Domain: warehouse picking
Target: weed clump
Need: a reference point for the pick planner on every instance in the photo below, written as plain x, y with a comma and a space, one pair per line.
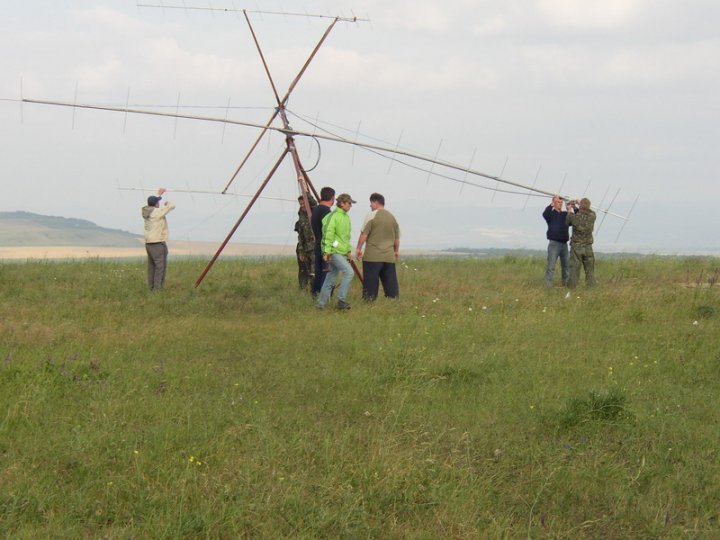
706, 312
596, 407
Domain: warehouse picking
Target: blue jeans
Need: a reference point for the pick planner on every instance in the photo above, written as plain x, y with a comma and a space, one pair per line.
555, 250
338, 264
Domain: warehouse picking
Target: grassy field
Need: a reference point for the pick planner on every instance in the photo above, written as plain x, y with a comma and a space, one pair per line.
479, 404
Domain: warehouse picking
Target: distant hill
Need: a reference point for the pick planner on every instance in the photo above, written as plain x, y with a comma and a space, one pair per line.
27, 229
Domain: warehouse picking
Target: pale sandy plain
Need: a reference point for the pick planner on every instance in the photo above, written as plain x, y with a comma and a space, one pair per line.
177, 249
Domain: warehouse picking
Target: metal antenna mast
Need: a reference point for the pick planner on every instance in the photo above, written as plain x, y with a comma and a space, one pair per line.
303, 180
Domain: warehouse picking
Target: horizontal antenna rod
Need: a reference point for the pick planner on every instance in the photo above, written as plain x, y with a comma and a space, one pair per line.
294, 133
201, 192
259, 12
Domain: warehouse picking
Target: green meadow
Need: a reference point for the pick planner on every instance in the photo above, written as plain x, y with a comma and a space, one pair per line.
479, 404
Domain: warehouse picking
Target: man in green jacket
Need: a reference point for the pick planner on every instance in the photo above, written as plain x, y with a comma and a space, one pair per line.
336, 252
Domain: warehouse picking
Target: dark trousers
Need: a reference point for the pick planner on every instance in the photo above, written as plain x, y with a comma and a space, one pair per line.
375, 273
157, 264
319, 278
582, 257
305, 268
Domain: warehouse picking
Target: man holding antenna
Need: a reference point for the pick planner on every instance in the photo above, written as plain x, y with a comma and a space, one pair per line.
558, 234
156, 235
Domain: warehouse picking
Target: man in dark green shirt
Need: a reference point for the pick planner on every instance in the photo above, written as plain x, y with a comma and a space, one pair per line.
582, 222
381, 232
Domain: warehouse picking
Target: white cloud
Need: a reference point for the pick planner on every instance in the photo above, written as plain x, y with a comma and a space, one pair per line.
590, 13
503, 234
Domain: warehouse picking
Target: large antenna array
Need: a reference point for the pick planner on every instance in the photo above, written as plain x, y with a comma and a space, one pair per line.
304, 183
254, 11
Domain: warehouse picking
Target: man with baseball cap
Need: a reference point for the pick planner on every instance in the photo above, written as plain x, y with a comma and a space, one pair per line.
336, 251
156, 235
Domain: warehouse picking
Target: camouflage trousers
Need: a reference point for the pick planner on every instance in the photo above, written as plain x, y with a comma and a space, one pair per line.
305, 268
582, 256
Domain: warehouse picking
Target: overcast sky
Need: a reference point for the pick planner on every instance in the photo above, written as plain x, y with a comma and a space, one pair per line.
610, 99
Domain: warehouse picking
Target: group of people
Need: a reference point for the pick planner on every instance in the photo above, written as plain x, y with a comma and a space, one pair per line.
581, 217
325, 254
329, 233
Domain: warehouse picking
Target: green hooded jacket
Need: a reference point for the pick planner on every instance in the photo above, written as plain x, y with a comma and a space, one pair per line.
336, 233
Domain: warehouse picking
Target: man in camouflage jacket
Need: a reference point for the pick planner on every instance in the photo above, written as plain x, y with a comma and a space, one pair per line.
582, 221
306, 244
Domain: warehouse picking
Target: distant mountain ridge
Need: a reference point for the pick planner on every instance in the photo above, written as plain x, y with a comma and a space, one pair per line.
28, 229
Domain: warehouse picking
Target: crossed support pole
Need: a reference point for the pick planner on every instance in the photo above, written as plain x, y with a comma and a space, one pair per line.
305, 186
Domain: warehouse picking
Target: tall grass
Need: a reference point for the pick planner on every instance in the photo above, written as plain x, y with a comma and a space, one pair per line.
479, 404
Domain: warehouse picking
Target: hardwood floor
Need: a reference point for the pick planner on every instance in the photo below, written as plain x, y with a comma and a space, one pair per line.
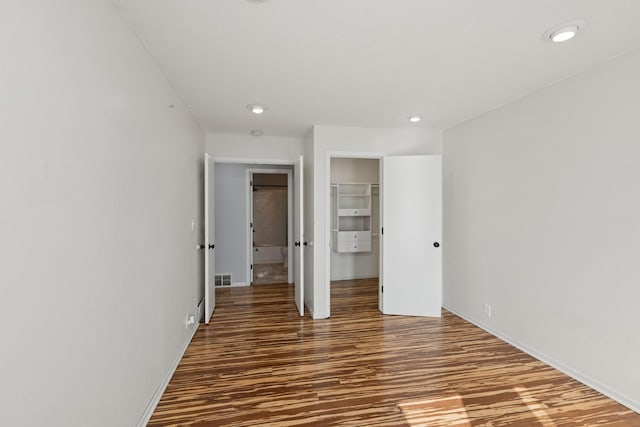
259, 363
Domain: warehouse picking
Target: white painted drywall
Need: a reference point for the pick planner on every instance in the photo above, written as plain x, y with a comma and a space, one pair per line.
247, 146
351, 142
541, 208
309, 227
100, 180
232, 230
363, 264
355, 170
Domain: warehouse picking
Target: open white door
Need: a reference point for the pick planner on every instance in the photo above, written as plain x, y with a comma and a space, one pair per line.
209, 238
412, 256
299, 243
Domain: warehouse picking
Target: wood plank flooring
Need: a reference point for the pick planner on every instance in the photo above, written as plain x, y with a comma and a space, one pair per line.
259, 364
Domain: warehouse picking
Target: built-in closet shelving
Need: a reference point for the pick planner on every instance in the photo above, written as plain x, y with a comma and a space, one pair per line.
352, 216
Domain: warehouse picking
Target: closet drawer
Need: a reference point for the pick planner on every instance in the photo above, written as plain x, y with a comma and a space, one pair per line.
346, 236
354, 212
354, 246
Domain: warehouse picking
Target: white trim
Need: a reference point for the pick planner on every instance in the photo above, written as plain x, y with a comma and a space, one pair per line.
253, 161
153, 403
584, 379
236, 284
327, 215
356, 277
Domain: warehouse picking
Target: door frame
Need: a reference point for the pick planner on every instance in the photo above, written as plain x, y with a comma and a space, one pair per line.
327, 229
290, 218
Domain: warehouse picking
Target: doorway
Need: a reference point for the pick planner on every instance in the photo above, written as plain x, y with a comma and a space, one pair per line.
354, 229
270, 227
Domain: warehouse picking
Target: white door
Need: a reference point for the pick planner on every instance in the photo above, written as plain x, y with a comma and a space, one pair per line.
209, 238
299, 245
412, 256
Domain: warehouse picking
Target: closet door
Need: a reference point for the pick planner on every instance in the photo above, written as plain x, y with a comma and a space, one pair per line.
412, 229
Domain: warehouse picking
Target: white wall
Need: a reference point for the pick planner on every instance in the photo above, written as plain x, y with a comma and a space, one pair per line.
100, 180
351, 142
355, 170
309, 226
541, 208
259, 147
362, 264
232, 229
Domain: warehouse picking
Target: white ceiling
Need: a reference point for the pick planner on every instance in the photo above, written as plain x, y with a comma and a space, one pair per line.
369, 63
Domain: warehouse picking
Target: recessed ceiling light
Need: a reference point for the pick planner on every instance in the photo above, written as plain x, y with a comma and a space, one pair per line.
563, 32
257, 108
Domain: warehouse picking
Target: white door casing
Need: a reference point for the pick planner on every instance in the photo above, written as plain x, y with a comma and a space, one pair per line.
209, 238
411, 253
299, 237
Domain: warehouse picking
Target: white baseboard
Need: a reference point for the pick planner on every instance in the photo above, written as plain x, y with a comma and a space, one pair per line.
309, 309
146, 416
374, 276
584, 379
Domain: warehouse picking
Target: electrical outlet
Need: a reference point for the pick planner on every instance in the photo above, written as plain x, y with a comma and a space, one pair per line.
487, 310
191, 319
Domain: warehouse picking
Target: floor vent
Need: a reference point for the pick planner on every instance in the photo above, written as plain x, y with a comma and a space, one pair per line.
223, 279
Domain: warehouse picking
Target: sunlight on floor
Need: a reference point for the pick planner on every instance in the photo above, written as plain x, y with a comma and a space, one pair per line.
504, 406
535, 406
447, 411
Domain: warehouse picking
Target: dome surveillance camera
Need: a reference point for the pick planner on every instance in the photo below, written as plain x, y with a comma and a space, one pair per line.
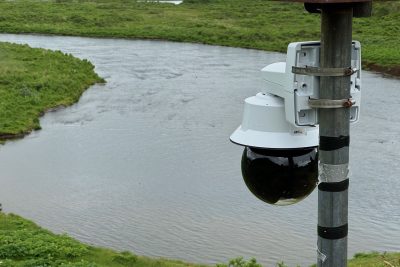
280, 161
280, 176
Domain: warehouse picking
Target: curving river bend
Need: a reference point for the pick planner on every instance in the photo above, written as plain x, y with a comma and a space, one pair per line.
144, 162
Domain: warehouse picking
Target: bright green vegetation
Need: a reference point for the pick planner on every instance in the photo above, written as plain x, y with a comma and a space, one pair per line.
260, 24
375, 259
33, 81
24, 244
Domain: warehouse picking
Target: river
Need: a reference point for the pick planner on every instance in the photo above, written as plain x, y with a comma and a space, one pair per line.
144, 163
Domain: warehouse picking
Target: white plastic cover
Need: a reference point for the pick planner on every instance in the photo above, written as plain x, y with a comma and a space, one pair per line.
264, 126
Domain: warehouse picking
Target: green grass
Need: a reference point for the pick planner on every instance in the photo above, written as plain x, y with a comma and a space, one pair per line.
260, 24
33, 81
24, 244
--
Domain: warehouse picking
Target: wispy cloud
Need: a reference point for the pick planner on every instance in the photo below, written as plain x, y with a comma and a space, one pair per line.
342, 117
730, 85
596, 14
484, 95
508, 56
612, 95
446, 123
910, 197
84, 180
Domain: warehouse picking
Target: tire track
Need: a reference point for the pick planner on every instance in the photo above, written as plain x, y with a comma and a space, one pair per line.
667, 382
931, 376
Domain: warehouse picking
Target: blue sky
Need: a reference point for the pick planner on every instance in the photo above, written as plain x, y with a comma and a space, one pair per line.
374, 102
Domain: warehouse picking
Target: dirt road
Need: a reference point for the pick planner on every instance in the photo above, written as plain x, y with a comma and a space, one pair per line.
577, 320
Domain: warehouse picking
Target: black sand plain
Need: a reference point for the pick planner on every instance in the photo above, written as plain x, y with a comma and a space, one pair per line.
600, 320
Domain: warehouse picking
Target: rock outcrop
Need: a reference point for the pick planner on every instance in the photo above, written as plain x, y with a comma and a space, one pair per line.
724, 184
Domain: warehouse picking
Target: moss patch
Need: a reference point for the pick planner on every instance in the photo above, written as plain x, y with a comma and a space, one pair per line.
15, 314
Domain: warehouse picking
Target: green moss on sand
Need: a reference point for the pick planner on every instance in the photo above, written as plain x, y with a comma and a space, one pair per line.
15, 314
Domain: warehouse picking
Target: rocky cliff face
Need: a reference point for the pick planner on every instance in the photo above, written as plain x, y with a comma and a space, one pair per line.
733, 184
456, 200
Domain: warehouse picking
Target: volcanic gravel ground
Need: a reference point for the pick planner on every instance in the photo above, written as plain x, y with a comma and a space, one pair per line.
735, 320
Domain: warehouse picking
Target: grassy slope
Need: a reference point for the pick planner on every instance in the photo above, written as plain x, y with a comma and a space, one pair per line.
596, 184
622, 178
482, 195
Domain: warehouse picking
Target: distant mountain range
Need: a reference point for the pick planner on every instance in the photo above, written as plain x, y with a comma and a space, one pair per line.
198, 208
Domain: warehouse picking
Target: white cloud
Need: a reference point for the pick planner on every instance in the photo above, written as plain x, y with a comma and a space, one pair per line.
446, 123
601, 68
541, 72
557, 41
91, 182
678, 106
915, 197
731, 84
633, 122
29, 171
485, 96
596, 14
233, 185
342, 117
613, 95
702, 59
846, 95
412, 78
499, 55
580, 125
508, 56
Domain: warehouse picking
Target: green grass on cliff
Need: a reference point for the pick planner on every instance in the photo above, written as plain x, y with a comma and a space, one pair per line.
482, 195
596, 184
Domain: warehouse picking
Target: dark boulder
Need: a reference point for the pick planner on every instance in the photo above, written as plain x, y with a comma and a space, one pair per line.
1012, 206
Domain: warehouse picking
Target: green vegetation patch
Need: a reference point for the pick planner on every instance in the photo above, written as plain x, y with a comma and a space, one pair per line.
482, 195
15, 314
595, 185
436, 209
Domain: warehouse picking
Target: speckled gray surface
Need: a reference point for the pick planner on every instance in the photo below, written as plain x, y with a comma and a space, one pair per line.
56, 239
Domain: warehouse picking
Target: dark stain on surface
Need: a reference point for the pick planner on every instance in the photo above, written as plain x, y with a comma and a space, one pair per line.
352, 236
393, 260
==
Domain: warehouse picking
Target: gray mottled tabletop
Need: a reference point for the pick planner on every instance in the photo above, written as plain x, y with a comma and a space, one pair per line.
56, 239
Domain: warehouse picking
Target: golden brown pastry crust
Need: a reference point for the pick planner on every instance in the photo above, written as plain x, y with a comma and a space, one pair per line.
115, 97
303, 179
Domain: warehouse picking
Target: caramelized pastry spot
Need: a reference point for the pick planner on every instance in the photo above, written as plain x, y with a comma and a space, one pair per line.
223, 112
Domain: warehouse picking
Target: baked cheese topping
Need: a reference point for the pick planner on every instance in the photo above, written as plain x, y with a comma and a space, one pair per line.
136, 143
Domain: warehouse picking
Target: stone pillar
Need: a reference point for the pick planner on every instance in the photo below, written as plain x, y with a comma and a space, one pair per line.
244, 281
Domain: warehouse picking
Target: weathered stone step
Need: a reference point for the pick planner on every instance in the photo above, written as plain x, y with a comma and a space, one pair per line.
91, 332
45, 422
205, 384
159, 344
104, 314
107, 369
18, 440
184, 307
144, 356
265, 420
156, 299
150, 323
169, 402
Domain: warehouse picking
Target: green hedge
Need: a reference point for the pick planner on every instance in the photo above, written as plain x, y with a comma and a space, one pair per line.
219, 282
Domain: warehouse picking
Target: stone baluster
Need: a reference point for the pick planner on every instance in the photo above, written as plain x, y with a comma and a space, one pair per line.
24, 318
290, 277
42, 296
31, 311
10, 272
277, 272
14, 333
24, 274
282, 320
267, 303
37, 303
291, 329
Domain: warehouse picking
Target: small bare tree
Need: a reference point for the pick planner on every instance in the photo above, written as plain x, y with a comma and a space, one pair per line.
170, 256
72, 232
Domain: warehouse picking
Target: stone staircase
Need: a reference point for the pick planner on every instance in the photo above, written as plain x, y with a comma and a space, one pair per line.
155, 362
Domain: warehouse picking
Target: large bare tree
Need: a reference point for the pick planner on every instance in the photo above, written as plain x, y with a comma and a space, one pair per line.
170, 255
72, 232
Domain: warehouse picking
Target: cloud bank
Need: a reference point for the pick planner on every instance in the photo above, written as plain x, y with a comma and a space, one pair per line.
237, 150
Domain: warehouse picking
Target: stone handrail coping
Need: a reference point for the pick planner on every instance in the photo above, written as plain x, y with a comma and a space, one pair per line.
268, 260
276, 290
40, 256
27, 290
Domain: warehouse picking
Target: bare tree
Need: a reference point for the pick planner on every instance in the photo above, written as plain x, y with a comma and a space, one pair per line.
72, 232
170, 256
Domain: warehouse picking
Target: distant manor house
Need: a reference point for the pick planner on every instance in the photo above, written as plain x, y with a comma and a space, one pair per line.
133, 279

- _TASK TO CARRY OUT_
Tally the lines in the listing above that contain the string "tree", counting only matches in the same case. Respond with the number alone.

- _COMPLETE ANSWER_
3